- _PAGE EXTRACT_
━━━━
Bulletproof Privacy

Today I finished reading Boston T. Party’s Bulletproof Privacy. The book attempts to teach one how to live off the radar, but within Civilization. It covers topics such as building identities, anonymous addresses, bugging out, and the like. Published in 1997, much of the information is dated (I skipped the part on airplane travel). Other parts are common sense, but the book does provide a few gems of information. I’d recommend giving it a skim if you’re considering becoming invisible (or would just like the ability to do so).

Gone to Croatan

Gone to Croatan: Origins of North American Dropout Culture is an alternative American history. It is a collection of essays, poems, and art, documenting America’s lost drop-outs, rebels, and other undesirables. The majority deal with the revolutionary period.

The book has its ups and downs. Some pieces are crafted in such a way that I only skimmed through them, others enthralled me. I recommend it for fans of Hakim Bey.

Land Pirates

These men cannot live in regular society. They are too idle, too talkative, too passionate, too prodigal & too shiftless to acquire either property or character. Finding all their efforts vain, they become at length discouraged and then under the pressure of poverty, the fear of a gaol and consciousness of public contempt, leave their native places, and betake themselves to the wilderness.

-Timothy Dwight

American Apparel No More

According to Clamor, American Apparel has prevented their workers attempts to unionize and the company’s founder has had three different sexual harassment charges filed against him by workers. (Article preview here) So, there’ll be no more purchasing of their products by me. I recommend No Sweat.

Sadly, this also means I can’t buy from Proletarian Threads anymore (they print on American Apparel shirts).
━━━━
- _INPUT_
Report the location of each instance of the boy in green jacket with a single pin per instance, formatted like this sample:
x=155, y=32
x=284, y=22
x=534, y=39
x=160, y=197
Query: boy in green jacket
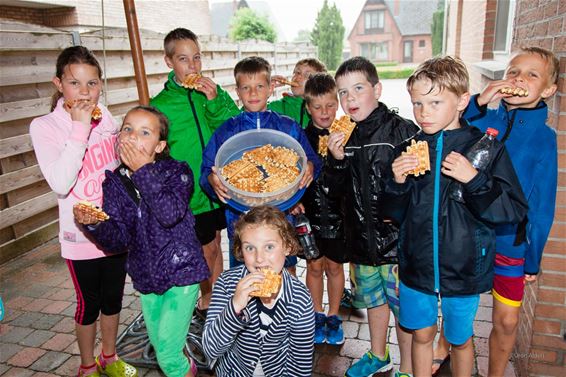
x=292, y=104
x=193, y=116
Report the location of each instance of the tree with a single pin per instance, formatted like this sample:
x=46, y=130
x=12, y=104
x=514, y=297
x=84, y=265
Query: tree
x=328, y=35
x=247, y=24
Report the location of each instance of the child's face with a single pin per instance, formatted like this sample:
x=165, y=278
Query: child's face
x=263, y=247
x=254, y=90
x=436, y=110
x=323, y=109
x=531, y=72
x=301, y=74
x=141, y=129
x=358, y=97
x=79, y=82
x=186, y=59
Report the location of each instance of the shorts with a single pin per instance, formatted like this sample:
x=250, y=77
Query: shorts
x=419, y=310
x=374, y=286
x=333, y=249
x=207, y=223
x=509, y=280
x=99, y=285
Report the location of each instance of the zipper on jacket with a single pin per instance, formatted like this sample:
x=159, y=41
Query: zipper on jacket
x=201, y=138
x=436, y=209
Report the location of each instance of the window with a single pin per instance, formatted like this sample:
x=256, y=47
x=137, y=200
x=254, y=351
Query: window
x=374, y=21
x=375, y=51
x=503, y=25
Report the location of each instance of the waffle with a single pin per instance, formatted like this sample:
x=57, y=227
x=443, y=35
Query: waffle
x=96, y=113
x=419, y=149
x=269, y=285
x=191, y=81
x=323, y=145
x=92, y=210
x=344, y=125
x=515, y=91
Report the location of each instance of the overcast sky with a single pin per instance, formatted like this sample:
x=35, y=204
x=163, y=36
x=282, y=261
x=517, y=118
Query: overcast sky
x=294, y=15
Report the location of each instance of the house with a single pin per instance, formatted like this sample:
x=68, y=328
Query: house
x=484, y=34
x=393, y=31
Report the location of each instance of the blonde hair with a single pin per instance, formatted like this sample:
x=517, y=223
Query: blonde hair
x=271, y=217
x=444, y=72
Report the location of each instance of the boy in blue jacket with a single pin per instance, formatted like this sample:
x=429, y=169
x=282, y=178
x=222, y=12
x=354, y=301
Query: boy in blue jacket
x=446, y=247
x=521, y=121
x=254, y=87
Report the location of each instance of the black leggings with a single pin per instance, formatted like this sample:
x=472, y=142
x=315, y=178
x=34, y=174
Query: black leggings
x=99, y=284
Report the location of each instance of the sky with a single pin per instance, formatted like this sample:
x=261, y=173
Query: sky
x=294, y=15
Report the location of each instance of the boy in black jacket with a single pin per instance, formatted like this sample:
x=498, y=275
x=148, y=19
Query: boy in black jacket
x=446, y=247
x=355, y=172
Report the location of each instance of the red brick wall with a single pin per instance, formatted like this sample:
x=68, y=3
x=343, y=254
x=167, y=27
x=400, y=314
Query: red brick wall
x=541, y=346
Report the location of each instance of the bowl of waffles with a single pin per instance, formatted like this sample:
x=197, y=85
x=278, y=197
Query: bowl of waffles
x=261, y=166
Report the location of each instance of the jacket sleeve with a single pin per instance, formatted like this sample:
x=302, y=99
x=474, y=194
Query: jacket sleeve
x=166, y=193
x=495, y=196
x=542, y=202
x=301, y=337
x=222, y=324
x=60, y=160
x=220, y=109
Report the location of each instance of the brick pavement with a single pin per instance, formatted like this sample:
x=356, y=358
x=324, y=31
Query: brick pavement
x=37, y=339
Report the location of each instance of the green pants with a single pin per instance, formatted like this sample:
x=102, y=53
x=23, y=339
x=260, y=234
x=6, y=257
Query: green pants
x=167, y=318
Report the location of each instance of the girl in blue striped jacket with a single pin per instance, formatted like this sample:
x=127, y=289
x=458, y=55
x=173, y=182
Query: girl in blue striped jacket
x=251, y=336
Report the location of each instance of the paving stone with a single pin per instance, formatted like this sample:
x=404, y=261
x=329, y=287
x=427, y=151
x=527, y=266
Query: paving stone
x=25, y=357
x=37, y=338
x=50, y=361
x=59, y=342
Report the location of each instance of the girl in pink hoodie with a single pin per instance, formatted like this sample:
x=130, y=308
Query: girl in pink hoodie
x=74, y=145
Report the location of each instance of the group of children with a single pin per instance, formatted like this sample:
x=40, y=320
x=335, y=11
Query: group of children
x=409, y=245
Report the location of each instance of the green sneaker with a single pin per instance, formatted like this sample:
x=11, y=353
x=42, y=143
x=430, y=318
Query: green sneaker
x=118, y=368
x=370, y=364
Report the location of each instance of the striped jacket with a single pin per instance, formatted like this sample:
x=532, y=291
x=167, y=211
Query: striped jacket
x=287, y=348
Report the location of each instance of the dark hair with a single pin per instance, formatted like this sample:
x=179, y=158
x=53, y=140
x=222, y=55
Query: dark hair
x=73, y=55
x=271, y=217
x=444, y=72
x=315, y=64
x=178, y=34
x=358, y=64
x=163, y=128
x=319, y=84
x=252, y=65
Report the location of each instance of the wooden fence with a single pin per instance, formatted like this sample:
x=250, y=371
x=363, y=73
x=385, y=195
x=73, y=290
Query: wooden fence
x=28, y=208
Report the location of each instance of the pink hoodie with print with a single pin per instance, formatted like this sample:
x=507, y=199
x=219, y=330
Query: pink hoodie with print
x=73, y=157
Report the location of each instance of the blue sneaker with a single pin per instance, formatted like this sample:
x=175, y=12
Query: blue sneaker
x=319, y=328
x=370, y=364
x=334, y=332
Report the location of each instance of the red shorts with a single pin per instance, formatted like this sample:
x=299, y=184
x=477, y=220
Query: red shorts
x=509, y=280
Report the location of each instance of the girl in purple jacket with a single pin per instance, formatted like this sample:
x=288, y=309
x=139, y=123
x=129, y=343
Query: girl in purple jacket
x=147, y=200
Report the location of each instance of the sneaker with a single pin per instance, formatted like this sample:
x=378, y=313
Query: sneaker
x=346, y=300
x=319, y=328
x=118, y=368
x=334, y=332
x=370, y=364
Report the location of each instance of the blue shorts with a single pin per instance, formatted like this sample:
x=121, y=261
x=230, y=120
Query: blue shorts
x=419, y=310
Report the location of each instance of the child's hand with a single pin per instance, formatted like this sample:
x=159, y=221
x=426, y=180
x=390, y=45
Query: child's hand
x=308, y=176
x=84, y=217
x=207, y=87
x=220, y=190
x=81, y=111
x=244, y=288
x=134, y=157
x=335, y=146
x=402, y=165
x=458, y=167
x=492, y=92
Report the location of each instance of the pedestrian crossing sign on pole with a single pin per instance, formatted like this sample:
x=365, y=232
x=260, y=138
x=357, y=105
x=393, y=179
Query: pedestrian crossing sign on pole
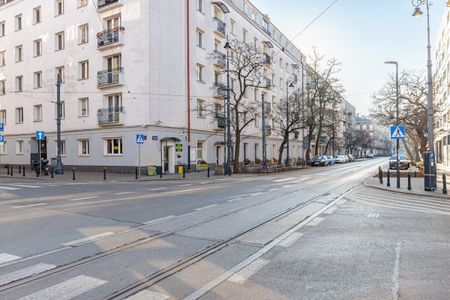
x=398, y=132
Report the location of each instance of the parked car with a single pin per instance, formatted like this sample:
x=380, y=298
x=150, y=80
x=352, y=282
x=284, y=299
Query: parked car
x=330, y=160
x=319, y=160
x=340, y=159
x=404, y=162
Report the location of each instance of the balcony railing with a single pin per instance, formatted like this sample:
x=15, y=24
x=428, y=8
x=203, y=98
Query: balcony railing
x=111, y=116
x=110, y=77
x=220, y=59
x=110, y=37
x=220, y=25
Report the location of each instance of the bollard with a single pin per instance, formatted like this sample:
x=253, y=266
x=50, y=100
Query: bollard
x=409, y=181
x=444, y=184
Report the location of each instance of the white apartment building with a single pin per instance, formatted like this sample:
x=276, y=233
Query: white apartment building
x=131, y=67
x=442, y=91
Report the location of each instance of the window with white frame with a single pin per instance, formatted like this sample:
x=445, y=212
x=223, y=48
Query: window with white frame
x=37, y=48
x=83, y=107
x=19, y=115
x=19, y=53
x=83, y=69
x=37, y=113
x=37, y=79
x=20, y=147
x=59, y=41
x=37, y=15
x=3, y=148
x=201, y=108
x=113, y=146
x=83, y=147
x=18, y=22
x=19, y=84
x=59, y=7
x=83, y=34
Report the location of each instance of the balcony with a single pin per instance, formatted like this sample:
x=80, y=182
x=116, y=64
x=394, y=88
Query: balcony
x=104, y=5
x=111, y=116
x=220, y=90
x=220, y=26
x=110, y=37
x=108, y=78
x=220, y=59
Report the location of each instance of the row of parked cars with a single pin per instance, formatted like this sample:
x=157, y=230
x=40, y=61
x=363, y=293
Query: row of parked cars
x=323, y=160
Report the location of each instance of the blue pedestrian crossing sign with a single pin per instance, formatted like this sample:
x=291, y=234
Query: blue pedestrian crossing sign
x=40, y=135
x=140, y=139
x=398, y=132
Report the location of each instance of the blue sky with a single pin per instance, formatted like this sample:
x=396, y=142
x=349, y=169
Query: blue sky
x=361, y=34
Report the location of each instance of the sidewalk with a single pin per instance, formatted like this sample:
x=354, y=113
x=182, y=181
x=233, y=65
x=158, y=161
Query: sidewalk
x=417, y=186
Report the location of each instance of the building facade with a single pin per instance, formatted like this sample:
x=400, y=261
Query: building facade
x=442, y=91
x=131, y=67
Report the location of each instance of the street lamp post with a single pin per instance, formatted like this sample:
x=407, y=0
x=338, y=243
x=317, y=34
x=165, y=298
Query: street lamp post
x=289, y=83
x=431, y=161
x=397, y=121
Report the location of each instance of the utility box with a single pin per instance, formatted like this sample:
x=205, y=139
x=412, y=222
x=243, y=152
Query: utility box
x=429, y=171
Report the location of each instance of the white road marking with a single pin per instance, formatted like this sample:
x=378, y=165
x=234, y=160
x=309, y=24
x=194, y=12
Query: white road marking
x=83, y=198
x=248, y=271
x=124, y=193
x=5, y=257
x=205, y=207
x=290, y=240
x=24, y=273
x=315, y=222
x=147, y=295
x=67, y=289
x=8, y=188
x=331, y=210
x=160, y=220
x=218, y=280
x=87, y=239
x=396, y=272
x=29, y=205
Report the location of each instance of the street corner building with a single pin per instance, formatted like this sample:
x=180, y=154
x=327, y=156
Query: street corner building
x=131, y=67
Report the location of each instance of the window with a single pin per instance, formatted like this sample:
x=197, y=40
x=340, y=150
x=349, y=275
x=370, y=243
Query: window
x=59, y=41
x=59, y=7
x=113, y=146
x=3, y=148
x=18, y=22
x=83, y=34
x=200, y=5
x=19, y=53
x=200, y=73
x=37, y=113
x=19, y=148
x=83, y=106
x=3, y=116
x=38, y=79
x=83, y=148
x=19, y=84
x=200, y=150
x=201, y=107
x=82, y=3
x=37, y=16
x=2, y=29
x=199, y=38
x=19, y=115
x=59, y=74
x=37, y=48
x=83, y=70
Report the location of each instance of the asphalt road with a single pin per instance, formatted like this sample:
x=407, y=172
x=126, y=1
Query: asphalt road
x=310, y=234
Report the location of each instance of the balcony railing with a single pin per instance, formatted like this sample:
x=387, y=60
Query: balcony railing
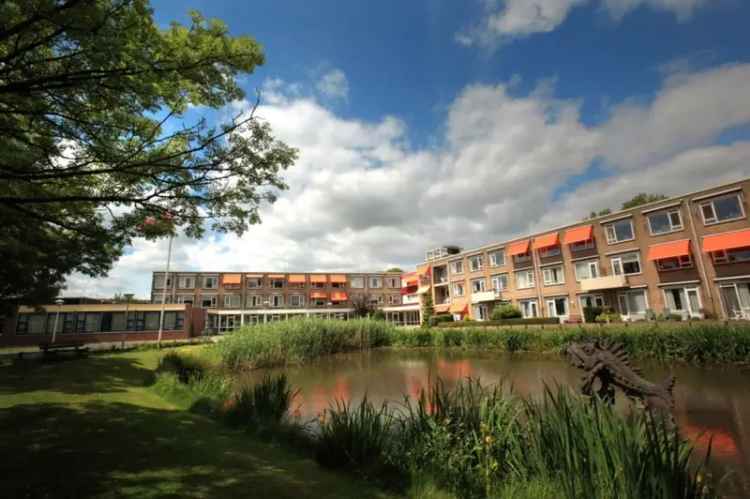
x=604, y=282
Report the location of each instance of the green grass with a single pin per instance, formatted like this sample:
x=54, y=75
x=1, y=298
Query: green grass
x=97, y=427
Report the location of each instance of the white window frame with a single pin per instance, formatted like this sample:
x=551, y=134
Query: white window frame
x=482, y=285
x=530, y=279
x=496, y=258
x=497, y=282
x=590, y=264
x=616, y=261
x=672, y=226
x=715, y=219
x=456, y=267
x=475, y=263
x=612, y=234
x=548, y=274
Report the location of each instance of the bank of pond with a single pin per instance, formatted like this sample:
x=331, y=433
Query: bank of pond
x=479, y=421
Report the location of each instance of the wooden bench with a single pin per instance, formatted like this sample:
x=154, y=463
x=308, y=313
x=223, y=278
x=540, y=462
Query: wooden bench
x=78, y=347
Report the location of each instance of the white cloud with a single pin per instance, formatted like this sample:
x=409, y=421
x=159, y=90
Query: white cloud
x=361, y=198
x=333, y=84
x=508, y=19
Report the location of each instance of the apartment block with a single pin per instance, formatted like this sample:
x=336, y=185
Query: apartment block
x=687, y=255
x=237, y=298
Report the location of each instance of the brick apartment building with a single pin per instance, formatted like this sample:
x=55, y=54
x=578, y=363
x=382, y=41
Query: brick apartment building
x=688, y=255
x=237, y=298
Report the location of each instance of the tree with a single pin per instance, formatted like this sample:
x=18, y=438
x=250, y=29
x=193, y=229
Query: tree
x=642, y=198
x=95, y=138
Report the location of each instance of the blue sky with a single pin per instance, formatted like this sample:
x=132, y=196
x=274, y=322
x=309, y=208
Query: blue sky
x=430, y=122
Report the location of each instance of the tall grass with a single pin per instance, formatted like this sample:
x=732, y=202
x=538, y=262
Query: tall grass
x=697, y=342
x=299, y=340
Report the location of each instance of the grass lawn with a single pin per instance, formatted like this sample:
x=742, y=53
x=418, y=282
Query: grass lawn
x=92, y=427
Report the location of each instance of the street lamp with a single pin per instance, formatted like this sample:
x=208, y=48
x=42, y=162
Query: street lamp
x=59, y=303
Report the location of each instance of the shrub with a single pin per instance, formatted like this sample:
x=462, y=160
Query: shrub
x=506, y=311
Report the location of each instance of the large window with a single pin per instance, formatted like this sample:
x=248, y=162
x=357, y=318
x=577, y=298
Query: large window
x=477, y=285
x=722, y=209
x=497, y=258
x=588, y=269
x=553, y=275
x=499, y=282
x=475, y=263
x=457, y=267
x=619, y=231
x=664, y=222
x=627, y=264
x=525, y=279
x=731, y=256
━━━━
- _WRITTEN INSTRUCTION 1_
Answer these from the blog page:
(a) In what year was Bulletproof Privacy published?
(b) Which period do most of the pieces in Gone to Croatan deal with?
(c) How many sexual harassment charges were filed against American Apparel's founder?
- _WRITTEN INSTRUCTION 2_
Please copy the listing from the line with "Report the location of each instance of the row" up to and including the line with "x=429, y=171".
The listing has no connection to the blog page.

- _FULL OUTPUT 1_
(a) 1997
(b) The revolutionary period
(c) Three

- _FULL OUTPUT 2_
Report the location of each instance of the row of parked cars with a single pin per instance, formatted like this sample:
x=157, y=230
x=40, y=61
x=363, y=293
Query: row of parked cars
x=323, y=160
Report the location of each instance of the blue pedestrian crossing sign with a single pin per instance, formatted like this sample:
x=291, y=234
Query: blue pedestrian crossing sign
x=40, y=135
x=140, y=139
x=398, y=132
Report the location of each instance of the blue sky with a single pin per instance, formatted like this sample:
x=396, y=142
x=349, y=169
Query: blue sky
x=361, y=34
Report the location of each instance of the sidewalk with a single pin per instance, formatted like this sample:
x=354, y=113
x=182, y=181
x=233, y=65
x=158, y=161
Query: sidewalk
x=417, y=186
Report the location of each instance of the building facade with a single pin per instance, formatted like this sample:
x=400, y=261
Query: building facade
x=442, y=91
x=131, y=67
Report the location of each instance of the street lamp post with a single pin per instance, formatted like this sample:
x=407, y=0
x=338, y=243
x=317, y=34
x=165, y=298
Query: street lamp post
x=289, y=83
x=431, y=161
x=397, y=121
Report the location of each instance of the utility box with a single pin per instance, formatted like this sample:
x=205, y=139
x=412, y=222
x=243, y=152
Query: utility box
x=429, y=171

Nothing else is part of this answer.